GIVEN DATA:
+++

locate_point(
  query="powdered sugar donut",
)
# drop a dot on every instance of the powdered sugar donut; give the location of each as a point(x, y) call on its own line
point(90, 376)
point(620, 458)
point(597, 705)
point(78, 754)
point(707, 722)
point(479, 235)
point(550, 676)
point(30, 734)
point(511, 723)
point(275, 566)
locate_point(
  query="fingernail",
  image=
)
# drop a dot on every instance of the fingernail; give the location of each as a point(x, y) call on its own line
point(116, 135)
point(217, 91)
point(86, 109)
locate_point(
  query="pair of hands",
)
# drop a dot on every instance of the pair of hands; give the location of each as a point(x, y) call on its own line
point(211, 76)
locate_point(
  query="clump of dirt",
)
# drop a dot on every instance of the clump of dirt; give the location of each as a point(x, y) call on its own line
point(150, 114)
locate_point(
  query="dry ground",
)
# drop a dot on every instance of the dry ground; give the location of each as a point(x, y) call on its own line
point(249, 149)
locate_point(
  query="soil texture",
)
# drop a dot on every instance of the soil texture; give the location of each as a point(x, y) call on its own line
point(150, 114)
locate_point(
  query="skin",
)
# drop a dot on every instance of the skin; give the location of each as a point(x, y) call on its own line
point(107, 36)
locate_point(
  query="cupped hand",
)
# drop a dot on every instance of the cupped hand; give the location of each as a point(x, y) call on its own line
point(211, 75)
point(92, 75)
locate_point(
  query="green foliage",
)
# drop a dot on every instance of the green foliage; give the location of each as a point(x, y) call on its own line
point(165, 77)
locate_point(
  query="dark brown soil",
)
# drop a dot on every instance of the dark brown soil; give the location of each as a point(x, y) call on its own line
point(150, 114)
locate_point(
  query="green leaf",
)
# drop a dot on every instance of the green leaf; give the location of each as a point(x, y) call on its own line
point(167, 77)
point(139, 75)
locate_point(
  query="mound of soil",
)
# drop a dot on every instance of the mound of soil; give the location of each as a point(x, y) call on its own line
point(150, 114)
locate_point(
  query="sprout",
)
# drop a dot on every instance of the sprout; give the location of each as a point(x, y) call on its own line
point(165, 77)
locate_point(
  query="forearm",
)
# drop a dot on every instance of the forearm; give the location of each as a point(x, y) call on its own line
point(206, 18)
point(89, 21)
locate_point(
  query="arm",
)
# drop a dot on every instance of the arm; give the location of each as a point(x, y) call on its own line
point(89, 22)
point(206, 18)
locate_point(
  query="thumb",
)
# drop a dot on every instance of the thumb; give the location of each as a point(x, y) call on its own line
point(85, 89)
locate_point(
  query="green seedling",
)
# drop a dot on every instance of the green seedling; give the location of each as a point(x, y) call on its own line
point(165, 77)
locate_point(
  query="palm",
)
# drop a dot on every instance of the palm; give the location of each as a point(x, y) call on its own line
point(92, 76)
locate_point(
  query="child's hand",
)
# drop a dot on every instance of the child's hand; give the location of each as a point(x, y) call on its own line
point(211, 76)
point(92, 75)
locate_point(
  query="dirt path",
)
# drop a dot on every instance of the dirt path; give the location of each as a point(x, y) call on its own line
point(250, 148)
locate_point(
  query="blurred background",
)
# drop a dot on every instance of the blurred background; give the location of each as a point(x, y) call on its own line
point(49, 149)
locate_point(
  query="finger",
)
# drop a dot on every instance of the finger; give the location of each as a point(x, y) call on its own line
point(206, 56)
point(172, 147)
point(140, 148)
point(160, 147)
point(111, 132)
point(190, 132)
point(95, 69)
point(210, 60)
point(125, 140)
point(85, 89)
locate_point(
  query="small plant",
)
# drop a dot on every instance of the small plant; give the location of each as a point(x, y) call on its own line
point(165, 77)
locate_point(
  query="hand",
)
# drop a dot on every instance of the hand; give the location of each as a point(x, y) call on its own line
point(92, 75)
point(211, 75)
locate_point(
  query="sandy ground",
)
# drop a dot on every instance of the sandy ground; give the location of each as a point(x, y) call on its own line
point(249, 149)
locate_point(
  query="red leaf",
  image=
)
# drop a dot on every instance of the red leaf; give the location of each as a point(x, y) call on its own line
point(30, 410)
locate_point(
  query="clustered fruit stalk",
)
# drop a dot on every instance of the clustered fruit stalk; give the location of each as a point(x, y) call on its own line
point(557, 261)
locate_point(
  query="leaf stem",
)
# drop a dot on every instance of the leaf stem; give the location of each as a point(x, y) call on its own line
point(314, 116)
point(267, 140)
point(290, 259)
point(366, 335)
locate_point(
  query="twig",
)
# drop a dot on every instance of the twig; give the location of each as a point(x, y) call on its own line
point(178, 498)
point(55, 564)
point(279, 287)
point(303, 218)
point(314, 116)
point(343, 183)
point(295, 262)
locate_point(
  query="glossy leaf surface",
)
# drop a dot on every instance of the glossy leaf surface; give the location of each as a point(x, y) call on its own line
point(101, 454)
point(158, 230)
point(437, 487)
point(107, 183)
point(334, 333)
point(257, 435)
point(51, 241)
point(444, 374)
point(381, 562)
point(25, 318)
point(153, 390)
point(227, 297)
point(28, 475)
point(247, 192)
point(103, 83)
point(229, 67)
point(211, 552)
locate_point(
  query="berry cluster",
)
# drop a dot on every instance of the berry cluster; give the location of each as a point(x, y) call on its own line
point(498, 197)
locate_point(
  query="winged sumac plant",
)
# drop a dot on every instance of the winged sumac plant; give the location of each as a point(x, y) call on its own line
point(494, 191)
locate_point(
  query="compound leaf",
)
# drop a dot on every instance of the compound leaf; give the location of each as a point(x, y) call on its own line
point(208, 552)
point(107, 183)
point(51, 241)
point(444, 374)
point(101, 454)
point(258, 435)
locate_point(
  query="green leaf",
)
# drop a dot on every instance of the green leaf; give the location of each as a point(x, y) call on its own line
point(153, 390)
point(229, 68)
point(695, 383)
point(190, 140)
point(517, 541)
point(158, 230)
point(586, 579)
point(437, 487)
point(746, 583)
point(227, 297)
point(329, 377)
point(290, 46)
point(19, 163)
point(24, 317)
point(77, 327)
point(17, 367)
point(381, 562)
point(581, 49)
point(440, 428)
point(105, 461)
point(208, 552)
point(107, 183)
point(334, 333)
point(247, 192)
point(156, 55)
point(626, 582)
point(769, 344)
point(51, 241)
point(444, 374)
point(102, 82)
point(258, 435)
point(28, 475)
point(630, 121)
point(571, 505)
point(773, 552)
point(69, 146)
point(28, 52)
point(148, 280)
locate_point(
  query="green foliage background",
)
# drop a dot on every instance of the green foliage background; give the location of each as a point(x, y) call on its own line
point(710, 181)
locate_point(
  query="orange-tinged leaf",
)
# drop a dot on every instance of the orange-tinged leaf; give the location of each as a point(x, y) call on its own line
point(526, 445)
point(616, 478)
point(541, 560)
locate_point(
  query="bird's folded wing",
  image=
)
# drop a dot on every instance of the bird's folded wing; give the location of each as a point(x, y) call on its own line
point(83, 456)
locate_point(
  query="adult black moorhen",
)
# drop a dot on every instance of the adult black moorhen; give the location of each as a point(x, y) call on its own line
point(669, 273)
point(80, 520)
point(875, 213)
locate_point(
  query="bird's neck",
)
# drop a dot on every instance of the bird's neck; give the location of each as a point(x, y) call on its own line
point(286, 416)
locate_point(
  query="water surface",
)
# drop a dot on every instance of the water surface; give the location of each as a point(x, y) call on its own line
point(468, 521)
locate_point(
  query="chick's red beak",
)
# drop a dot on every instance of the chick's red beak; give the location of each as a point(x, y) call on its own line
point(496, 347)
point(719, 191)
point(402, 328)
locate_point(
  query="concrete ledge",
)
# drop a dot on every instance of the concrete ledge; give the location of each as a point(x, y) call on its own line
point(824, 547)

+++

Return the rows from the very first line through the line containing "point(511, 723)", both ends included, copying every line word for word.

WRITTEN RESPONSE:
locate_point(
  query="powdered sugar donut",
)
# drop a dot on every instance of the powdered sugar donut; give the location of each as a point(x, y) call on its own line
point(90, 376)
point(620, 458)
point(597, 705)
point(78, 754)
point(707, 722)
point(479, 235)
point(550, 676)
point(30, 734)
point(511, 723)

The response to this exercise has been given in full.